SUPPLIED RECORDS: Begin

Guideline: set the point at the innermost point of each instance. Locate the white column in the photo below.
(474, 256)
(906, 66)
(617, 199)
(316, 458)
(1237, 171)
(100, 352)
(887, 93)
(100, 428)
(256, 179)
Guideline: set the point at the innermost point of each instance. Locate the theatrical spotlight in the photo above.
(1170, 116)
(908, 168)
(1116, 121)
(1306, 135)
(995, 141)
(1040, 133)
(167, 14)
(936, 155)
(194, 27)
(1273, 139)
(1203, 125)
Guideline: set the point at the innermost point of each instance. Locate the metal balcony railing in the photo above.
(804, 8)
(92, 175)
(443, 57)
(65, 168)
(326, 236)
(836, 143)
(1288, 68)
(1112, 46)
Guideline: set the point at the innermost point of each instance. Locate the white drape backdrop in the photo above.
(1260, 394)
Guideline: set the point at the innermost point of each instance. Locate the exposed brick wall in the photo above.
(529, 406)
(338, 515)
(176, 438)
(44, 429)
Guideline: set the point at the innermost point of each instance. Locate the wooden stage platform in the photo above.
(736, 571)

SUPPLIED RECORDS: End

* WORK REQUIRED *
Copy every entry exactly, missing none.

* REPLY TO THE EXERCISE *
Guideline: set the point at the innermost point of each instance. Locate the white column in the photo below.
(474, 256)
(906, 66)
(617, 199)
(316, 458)
(1237, 171)
(100, 352)
(887, 93)
(100, 428)
(256, 179)
Guideline: set the point at the innermost point of each instance. Locate the theatrical spotlight in the photo above.
(1170, 116)
(908, 168)
(1116, 121)
(1306, 135)
(995, 141)
(1040, 133)
(167, 14)
(936, 155)
(194, 27)
(1273, 139)
(1203, 125)
Guideline: set the point at the innermost point of each instance. Locate the metal balcony railing in the photo above.
(804, 8)
(92, 175)
(443, 57)
(65, 168)
(326, 236)
(836, 143)
(1288, 68)
(1112, 46)
Guideline: set the point at the innermost point of each instance. Locate the white drape backdrop in the photo above.
(1260, 394)
Guideline: set the point at the innermost point of each instance. Locate the exposed brick wall in the photo above.
(529, 406)
(338, 515)
(176, 438)
(44, 429)
Guideline: set the point at the innermost point of each instance. Locate the wooden stage platform in the photo above.
(736, 571)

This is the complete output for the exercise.